> Material for this task

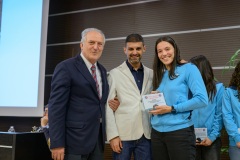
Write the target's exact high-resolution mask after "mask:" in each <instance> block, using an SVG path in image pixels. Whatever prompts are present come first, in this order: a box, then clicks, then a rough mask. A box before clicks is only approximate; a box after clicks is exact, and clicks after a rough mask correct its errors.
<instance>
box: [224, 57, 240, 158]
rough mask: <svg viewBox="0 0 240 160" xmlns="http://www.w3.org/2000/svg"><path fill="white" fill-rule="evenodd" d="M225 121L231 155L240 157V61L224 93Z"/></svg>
mask: <svg viewBox="0 0 240 160" xmlns="http://www.w3.org/2000/svg"><path fill="white" fill-rule="evenodd" d="M222 103H223V106H222V112H223V122H224V126H225V129H226V131H227V133H228V135H229V156H230V159H231V160H239V159H240V61H239V62H238V63H237V66H236V67H235V70H234V72H233V74H232V78H231V80H230V83H229V87H228V88H226V90H225V92H224V95H223V102H222Z"/></svg>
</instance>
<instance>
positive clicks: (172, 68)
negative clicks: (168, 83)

> Your assignment
Go through the material line by line and state how many lines hold "instance", with no other words.

> Answer to this problem
4